■ **What to produce**: Without omitting anything, return the records precisely as given.

|---|

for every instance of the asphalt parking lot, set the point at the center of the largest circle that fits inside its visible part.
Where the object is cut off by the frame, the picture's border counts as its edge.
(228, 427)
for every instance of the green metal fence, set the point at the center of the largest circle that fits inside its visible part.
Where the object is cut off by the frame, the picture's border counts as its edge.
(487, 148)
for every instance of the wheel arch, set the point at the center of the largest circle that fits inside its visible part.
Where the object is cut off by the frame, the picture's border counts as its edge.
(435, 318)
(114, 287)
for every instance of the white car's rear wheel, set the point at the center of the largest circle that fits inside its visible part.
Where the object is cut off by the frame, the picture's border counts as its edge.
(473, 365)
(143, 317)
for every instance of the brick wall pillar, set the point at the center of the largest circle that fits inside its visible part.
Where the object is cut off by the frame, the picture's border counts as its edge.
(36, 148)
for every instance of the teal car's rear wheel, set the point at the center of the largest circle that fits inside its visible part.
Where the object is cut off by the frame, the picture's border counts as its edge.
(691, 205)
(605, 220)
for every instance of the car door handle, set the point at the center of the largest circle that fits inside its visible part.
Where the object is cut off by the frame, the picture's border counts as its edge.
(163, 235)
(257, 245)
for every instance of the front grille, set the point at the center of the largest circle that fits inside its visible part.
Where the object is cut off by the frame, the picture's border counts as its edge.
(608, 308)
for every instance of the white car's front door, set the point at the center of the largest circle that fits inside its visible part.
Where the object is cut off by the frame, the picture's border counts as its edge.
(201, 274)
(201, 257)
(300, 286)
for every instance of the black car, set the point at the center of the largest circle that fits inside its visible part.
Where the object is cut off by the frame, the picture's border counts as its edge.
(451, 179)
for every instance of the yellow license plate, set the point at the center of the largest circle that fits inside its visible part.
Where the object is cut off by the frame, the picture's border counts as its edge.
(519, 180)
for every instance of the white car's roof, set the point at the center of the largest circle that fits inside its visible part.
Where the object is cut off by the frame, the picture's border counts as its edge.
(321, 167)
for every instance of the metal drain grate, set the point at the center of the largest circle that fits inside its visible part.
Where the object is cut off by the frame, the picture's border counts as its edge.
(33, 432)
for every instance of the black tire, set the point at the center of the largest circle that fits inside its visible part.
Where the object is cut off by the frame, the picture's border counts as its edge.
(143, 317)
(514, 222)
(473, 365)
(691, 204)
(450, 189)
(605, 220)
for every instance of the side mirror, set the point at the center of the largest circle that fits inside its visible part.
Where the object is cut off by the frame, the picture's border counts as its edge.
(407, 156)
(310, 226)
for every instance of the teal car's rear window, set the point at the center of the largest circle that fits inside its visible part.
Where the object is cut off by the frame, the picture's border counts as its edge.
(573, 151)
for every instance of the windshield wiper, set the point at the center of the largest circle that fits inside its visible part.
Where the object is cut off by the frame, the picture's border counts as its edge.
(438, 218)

|---|

■ **Solution to this problem**:
for every instance of the asphalt parking lot, set the point at the center of the largest circle that fits inside its visible part.
Where the object is cut off by the frame, the picture's border counts as its edge.
(228, 427)
for every instance of the green metal fence, set the point at the center of the largest circle that fits inside its visible part.
Where the object is cut off by the frame, the picture's border counts as its edge.
(487, 148)
for every instance of the wheel arch, set the point at the center of the largest circle that fits inside its visible part.
Where the object is cut off by the frame, the picture's border counts as its edge.
(435, 318)
(114, 287)
for every instance of the white car's rear wheel, set the point at the center of the largest circle that fits inside its visible part.
Where the object is cut off by the frame, the picture's border counts as its edge.
(473, 365)
(143, 317)
for every instance of the brick wall pillar, set the point at the center of the largest circle that fits inside its visible part.
Where the object is cut off by the frame, the picture's border counts as its edge.
(36, 148)
for every instance of the teal car's rear wheel, set the point at the center of the largest circle that fits inside its visible part.
Where the object is cut off by the frame, the picture's border counts as its edge.
(691, 205)
(605, 220)
for every instance of the car door handle, set the point at the center of the largest circle that fits inside its visible part.
Where the object is cut off by the frame, the picture's border counts as its edge.
(163, 235)
(257, 245)
for every instance of the front grille, set the point at the center of the largest circle that fits inside its visible part.
Where the object is cut off by the frame, the picture's border counts as its edge.
(608, 308)
for every instance of the white car's front door, set the point at the center of the largest circle that fits inside its visible part.
Where the object is cut off by the frame, the picture's border counts as its edge.
(201, 274)
(201, 257)
(300, 286)
for every instance of the black car, set the point at the center of the largest circle that fits inside its visible part.
Where the object is cut off by the frame, the picture's border counts as its edge.
(451, 179)
for every instance of the yellow license plate, set the point at the center of the largest circle that fits inside its visible part.
Where the object is cut off by the frame, the picture's border counts as its edge.
(519, 180)
for every instance of the white car's roof, set the point at the center of the largest circle that fits inside its visible part.
Where the object is cut off by the frame, the picture's border counts as its edge.
(321, 167)
for every instance of the metal drain grate, set the point at the center of the largest circle that fits inside its visible part.
Where the object is cut off by the frame, the picture's border counts as its edge.
(33, 432)
for every instance of the black tire, set the point at the center of the largest circle that fits inside its visible part.
Where the object is cut off by the frame, the picture's border counts as its edge.
(143, 317)
(514, 222)
(473, 365)
(691, 204)
(450, 189)
(605, 220)
for every instance of the side mirror, set the point at the center of the largest circle that fits inside its visible part.
Where the object is cut off by the frame, the picture's border counts as its edge.
(407, 156)
(310, 226)
for every instance of the teal car's rear window, set the point at the center of the largest circle that fits inside its visible part.
Where the object is cut off by the frame, the picture's border counts as its edge.
(573, 151)
for every instance of the windshield wiper, set the point at the center of the largest circle that fits inside its visible part.
Where the object is cut off by the frame, the picture's border counts as its edge.
(438, 218)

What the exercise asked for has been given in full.